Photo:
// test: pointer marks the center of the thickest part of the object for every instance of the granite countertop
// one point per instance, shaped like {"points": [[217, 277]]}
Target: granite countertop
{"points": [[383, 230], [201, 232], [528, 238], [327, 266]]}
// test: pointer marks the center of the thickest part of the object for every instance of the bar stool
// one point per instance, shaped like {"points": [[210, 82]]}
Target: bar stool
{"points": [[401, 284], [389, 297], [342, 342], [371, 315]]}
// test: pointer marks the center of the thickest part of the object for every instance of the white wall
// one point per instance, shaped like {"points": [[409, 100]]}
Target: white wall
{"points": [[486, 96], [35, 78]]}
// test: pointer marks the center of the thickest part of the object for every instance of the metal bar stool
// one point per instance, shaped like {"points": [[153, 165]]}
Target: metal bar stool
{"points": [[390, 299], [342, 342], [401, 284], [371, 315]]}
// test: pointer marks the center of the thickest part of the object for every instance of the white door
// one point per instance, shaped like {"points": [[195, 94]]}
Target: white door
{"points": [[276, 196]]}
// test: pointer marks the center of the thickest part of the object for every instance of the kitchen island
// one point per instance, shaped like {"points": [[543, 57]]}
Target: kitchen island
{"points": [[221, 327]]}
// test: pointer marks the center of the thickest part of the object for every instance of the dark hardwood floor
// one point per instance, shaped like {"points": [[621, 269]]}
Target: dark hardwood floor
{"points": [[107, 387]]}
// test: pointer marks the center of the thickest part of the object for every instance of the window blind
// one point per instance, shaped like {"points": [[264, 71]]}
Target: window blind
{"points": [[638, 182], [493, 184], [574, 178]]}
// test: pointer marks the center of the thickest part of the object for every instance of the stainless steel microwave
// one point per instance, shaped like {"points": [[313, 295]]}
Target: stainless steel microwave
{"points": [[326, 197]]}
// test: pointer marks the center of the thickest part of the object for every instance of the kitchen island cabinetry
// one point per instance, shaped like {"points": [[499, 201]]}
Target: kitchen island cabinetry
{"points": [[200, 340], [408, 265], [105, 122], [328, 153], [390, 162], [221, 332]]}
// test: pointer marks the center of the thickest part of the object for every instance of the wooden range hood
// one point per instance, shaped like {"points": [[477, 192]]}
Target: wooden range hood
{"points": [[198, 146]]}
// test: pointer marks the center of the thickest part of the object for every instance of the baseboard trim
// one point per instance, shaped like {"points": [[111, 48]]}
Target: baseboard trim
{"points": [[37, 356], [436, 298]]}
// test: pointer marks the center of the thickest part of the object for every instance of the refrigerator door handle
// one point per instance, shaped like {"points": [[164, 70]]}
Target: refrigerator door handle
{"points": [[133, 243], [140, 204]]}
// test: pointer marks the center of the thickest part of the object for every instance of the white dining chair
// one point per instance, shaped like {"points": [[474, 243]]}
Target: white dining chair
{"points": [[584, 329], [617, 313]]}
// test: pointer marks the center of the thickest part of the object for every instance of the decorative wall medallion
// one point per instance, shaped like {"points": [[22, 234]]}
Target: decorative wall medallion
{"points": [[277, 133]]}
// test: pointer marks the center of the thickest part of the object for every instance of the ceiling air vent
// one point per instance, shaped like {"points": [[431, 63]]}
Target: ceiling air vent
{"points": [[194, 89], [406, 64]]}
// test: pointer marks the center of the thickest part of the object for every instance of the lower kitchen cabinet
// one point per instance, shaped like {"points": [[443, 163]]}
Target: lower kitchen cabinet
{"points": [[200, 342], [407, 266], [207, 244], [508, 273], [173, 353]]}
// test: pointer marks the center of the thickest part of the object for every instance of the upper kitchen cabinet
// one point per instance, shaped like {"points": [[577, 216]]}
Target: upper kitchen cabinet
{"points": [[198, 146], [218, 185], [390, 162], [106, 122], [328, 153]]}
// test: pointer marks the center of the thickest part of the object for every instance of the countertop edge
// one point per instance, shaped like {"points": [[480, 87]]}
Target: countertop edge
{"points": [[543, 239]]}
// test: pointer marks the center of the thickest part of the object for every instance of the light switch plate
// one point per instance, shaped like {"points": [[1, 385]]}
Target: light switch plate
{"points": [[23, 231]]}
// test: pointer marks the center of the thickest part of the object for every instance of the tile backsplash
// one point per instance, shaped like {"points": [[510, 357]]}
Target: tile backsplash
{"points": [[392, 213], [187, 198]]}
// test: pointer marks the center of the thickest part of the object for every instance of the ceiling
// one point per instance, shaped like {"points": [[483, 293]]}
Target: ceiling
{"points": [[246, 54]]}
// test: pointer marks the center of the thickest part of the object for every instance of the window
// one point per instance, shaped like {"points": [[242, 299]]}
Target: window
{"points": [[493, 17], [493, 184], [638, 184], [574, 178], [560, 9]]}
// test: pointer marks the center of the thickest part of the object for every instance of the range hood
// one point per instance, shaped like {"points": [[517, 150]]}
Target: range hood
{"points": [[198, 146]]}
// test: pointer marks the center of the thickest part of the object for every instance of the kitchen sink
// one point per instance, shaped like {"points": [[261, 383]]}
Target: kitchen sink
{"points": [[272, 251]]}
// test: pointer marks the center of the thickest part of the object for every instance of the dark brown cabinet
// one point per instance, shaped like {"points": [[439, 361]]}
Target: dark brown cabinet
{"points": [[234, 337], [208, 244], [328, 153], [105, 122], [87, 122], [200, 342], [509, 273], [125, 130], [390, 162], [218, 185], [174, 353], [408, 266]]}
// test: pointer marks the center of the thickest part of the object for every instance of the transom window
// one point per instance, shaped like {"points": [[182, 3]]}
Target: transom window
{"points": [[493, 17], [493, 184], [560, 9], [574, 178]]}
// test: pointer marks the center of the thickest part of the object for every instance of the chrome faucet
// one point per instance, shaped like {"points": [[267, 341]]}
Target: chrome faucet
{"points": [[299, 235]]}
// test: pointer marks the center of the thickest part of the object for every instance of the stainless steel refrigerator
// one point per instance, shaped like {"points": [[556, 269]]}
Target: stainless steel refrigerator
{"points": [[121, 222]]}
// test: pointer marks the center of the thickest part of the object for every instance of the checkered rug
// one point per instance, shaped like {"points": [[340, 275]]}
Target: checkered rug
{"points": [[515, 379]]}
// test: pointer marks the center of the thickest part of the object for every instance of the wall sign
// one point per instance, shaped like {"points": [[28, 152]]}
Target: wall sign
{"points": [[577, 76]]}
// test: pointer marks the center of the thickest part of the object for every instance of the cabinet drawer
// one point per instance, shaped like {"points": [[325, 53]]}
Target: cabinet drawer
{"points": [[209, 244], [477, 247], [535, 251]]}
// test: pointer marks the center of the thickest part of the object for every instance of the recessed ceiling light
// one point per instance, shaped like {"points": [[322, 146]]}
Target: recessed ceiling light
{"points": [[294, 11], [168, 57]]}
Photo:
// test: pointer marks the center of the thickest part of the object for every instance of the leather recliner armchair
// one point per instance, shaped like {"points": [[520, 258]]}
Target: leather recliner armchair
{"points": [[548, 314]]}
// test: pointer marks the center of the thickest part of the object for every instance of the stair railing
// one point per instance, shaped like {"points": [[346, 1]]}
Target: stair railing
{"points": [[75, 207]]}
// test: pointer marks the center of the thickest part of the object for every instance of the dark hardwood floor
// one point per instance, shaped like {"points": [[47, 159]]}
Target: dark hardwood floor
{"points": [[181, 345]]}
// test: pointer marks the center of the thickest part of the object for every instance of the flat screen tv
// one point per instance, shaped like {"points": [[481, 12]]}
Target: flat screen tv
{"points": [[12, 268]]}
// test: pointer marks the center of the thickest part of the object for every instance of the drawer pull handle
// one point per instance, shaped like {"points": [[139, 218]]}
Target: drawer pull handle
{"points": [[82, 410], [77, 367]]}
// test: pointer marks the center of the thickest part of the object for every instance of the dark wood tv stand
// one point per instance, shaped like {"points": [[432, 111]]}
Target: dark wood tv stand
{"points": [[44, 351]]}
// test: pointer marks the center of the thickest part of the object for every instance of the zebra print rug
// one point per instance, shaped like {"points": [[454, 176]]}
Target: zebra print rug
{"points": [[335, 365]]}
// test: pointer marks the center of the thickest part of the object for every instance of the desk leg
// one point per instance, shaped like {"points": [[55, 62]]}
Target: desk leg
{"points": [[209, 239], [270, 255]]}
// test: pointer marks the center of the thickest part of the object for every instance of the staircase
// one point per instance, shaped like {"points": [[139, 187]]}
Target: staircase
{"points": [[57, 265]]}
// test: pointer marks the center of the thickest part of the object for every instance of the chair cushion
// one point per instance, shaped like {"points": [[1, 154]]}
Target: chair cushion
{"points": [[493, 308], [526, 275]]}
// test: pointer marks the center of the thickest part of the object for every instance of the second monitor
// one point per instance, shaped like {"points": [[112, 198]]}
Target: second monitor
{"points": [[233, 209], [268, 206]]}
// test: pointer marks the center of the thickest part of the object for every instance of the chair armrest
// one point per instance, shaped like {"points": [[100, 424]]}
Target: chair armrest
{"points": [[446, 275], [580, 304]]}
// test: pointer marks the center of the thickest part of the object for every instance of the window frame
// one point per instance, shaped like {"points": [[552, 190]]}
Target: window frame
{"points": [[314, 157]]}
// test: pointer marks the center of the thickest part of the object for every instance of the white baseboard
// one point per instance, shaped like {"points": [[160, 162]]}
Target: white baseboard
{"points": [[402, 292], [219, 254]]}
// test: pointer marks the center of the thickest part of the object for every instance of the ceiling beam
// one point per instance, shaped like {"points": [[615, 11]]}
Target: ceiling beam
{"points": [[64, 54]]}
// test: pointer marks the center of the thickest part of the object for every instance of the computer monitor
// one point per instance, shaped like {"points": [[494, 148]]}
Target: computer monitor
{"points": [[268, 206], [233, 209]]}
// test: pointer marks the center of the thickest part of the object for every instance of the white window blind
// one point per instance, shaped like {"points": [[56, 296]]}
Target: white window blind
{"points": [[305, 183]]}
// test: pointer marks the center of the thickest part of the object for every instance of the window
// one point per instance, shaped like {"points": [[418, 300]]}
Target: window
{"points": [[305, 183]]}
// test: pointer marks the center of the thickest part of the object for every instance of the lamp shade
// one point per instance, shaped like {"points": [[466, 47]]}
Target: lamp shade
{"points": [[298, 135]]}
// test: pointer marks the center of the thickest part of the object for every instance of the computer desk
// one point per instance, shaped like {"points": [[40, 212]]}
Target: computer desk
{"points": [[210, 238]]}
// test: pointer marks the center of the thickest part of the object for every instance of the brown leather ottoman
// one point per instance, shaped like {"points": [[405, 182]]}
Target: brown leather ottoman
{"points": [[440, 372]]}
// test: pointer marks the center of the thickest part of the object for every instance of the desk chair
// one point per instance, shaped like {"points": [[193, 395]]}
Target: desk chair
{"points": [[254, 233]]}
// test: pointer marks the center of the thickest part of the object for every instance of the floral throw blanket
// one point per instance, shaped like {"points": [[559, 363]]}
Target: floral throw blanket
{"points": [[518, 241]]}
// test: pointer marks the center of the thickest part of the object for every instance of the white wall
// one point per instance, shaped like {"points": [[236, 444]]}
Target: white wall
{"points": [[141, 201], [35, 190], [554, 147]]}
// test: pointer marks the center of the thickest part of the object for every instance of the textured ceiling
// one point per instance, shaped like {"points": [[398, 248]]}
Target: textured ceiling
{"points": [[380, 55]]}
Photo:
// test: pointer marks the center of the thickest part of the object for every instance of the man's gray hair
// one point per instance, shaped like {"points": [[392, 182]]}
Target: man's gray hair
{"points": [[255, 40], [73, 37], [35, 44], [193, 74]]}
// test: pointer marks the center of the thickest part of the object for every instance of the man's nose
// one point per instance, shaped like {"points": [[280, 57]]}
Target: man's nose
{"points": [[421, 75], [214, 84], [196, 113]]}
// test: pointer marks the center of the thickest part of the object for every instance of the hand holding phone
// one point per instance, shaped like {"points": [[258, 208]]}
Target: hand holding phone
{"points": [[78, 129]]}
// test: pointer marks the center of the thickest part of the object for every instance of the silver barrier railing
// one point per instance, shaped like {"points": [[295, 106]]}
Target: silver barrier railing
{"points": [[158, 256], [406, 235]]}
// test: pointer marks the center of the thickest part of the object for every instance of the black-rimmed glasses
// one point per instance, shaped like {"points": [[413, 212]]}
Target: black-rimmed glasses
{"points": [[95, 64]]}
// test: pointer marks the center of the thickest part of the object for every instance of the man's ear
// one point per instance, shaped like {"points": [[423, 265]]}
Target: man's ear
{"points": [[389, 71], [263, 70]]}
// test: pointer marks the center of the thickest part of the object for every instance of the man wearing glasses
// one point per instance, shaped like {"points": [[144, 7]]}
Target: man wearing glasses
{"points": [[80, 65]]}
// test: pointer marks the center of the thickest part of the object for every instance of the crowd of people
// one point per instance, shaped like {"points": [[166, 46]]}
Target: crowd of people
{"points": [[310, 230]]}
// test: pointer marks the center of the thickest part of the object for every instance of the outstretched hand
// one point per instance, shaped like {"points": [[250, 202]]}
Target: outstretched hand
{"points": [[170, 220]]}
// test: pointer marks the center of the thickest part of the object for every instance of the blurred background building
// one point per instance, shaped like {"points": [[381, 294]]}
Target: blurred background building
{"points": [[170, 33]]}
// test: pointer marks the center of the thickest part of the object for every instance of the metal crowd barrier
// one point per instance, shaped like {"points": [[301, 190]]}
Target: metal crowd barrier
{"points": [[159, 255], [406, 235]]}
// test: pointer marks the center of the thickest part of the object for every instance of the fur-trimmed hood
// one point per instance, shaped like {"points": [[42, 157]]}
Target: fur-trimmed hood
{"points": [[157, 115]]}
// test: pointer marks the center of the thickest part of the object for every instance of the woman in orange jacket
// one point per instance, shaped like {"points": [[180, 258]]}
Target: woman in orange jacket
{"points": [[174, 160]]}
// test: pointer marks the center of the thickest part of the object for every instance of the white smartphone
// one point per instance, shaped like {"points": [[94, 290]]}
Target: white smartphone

---------------

Beginning with the line holding "the window frame" and ending with the line holding "the white baseboard", write out the stretch of material above exactly; add no further lines.

// test: pointer marks the center of the thickest part of the object for every instance of the window frame
// one point per instance, shaped like {"points": [[552, 190]]}
Target: window frame
{"points": [[314, 157]]}
// test: pointer marks the center of the thickest part of the object for every instance of the white baseboard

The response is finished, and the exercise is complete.